WORK INSTRUCTIONS: Give every line back verbatim, dropping all images.

Start of RECORDS

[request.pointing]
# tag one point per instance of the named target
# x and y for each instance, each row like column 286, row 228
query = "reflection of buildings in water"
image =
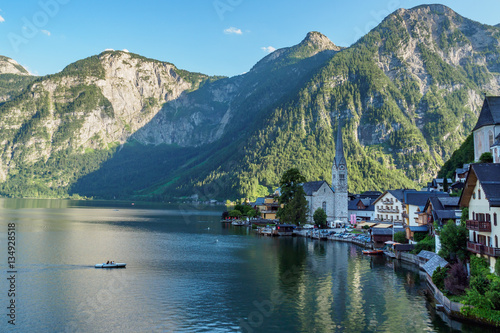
column 355, row 314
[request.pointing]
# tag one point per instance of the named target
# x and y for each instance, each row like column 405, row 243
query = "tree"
column 456, row 280
column 400, row 237
column 235, row 213
column 292, row 197
column 453, row 241
column 486, row 157
column 445, row 184
column 320, row 217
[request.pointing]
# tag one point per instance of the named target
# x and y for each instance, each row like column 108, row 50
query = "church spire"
column 339, row 148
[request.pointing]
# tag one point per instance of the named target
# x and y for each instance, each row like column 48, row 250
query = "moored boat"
column 373, row 251
column 114, row 265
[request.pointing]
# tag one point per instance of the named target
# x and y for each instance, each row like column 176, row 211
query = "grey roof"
column 420, row 198
column 398, row 194
column 311, row 187
column 385, row 231
column 488, row 175
column 426, row 254
column 259, row 201
column 445, row 214
column 490, row 112
column 353, row 204
column 497, row 141
column 370, row 194
column 451, row 202
column 339, row 148
column 435, row 262
column 420, row 228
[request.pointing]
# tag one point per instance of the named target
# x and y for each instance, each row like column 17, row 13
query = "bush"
column 479, row 266
column 438, row 277
column 456, row 281
column 400, row 237
column 483, row 315
column 235, row 213
column 320, row 217
column 419, row 236
column 428, row 244
column 479, row 283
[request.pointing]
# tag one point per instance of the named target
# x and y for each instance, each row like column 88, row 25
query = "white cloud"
column 233, row 30
column 268, row 49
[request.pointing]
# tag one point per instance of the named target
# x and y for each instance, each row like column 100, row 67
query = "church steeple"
column 339, row 178
column 339, row 148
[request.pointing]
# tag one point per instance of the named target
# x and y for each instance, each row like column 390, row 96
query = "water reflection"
column 186, row 272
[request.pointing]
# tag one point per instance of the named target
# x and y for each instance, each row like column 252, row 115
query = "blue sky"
column 224, row 37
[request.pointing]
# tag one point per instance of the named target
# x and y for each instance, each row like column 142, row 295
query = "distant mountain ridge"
column 120, row 125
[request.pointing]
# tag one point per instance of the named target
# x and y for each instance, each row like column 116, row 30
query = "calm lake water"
column 187, row 273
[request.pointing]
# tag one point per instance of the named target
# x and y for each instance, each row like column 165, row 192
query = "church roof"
column 488, row 175
column 311, row 187
column 490, row 112
column 339, row 148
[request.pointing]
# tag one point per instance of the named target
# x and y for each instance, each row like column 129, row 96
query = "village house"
column 487, row 128
column 361, row 210
column 440, row 210
column 482, row 196
column 319, row 195
column 389, row 207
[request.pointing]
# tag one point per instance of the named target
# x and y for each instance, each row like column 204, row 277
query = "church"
column 333, row 200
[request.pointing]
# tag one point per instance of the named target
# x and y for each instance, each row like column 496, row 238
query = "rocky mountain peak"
column 319, row 42
column 10, row 66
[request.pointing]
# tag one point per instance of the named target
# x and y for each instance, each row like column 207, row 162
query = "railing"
column 483, row 249
column 475, row 247
column 393, row 210
column 478, row 225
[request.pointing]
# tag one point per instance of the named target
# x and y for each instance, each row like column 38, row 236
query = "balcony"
column 483, row 249
column 478, row 225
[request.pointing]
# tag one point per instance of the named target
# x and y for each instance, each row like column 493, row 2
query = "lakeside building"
column 362, row 209
column 319, row 195
column 482, row 196
column 339, row 180
column 487, row 129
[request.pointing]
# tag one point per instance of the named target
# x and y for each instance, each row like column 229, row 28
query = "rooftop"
column 490, row 112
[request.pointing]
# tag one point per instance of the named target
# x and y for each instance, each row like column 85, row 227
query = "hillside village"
column 419, row 215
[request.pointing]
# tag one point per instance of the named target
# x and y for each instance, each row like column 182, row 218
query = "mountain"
column 407, row 94
column 13, row 78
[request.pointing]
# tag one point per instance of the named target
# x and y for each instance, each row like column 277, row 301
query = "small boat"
column 114, row 265
column 373, row 251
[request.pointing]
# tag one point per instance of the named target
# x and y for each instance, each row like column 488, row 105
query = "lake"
column 186, row 272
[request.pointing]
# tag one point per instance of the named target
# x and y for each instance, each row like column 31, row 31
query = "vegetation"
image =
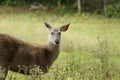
column 90, row 48
column 109, row 8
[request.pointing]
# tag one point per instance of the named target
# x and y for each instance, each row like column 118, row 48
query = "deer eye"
column 52, row 33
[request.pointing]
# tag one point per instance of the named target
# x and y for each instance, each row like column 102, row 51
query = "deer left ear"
column 64, row 27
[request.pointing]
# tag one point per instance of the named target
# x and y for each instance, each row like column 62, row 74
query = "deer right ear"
column 47, row 26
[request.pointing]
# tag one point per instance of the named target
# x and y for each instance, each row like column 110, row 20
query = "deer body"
column 16, row 54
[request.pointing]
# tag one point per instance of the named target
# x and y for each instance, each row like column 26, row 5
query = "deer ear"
column 47, row 26
column 64, row 27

End of RECORDS

FINAL RESULT:
[request.pointing]
# tag one point per instance of the named target
# x and y for each instance, each row like column 286, row 228
query = "reflection of buildings in water"
image =
column 355, row 314
[request.pointing]
# tag one point per instance of the named target
# x and y for each instance, each row like column 405, row 243
query = "tree"
column 456, row 280
column 400, row 237
column 235, row 213
column 292, row 197
column 453, row 241
column 486, row 157
column 445, row 184
column 320, row 217
[request.pointing]
# tag one point per instance of the named target
# x and y for each instance, each row like column 108, row 50
query = "church spire"
column 339, row 148
[request.pointing]
# tag one point per instance of the named target
# x and y for each instance, each row like column 48, row 250
query = "moored boat"
column 373, row 251
column 114, row 265
[request.pointing]
# tag one point per instance of the named target
# x and y for each instance, each row like column 176, row 211
query = "grey roof"
column 420, row 198
column 398, row 194
column 311, row 187
column 385, row 231
column 488, row 175
column 426, row 254
column 259, row 201
column 445, row 214
column 490, row 112
column 353, row 204
column 497, row 141
column 370, row 194
column 451, row 202
column 339, row 148
column 435, row 262
column 420, row 228
[request.pointing]
# tag one point per instance of the named target
# x and y for each instance, each row like column 17, row 13
query = "bush"
column 479, row 266
column 438, row 277
column 456, row 281
column 400, row 237
column 483, row 315
column 235, row 213
column 320, row 217
column 419, row 236
column 428, row 244
column 479, row 283
[request.pointing]
# tag one point per instance of the named target
# x and y for each instance, each row like column 88, row 25
query = "white cloud"
column 233, row 30
column 268, row 49
[request.pointing]
# tag one point per instance of the named target
# x and y for each instance, each row like column 100, row 67
query = "church steeple"
column 339, row 178
column 339, row 148
[request.pointing]
# tag one point per instance of the named target
# x and y for each instance, each row like column 390, row 96
query = "water reflection"
column 186, row 272
[request.pointing]
# tag one point per instance of the named target
# x and y for each instance, each row like column 252, row 115
query = "blue sky"
column 224, row 37
[request.pointing]
# tag one point per instance of the named target
# x and y for each instance, each row like column 142, row 295
query = "distant mountain ridge"
column 120, row 125
[request.pointing]
# tag one point per instance of the named target
# x and y for each instance, each row like column 116, row 30
query = "calm lake water"
column 187, row 273
[request.pointing]
# tag one point per instance of the named target
# x and y for each instance, each row like column 165, row 192
query = "church roof"
column 488, row 175
column 311, row 187
column 490, row 112
column 339, row 148
[request.pointing]
# tag one point per instance of the named target
# x and y for each instance, each row like column 129, row 96
query = "village house"
column 487, row 128
column 361, row 210
column 440, row 210
column 482, row 196
column 319, row 195
column 389, row 207
[request.pointing]
# tag one point per instance of the named target
# x and y for each instance, each row like column 204, row 277
query = "church"
column 333, row 200
[request.pointing]
# tag one point per instance of the named target
# x and y for each instance, each row like column 496, row 238
query = "rocky mountain peak"
column 319, row 42
column 10, row 66
[request.pointing]
# tag one point per instance of the named target
# x and y for each instance, each row like column 207, row 162
query = "railing"
column 483, row 249
column 475, row 247
column 393, row 210
column 478, row 225
[request.pointing]
# tag one point per instance of the named target
# x and y for each instance, each row like column 38, row 236
query = "balcony"
column 483, row 249
column 478, row 225
[request.pointing]
# tag one point per instance of the named target
# x and y for each instance, each row like column 493, row 2
query = "lakeside building"
column 362, row 209
column 319, row 195
column 482, row 196
column 339, row 180
column 487, row 129
[request.pointing]
# tag one point per instance of the named target
# x and y for each instance, each row like column 229, row 28
query = "rooftop"
column 490, row 112
[request.pointing]
# tag one point per instance of the named target
# x and y for each instance, each row like column 85, row 227
query = "hillside village"
column 419, row 215
[request.pointing]
# tag one point per instance of the named target
# x and y for each instance, each row like column 182, row 218
query = "mountain"
column 407, row 94
column 13, row 78
[request.pointing]
# tag one point per instance of the named target
# x and y for each instance, each row like column 277, row 301
query = "small boat"
column 114, row 265
column 373, row 251
[request.pointing]
# tag one point per instance of the named target
# x and y for each instance, each row like column 488, row 105
query = "lake"
column 186, row 272
[request.pointing]
# tag one point per instance of the named target
# x and y for each instance, each row like column 31, row 31
query = "vegetation"
image =
column 90, row 48
column 109, row 8
[request.pointing]
# tag one point per instance of the named target
# x and y for each instance, each row like column 118, row 48
query = "deer eye"
column 52, row 33
[request.pointing]
# tag one point per instance of the named target
# x and y for each instance, each row like column 102, row 51
query = "deer left ear"
column 64, row 27
[request.pointing]
# tag one point per instance of the named target
# x and y for each instance, each row like column 62, row 74
query = "deer right ear"
column 47, row 26
[request.pointing]
# tag one point per instance of the named target
# x and y for each instance, each row like column 110, row 20
query = "deer body"
column 16, row 54
[request.pointing]
# tag one point per instance of the named target
# x and y for each instance, each row like column 26, row 5
query = "deer ear"
column 47, row 26
column 64, row 27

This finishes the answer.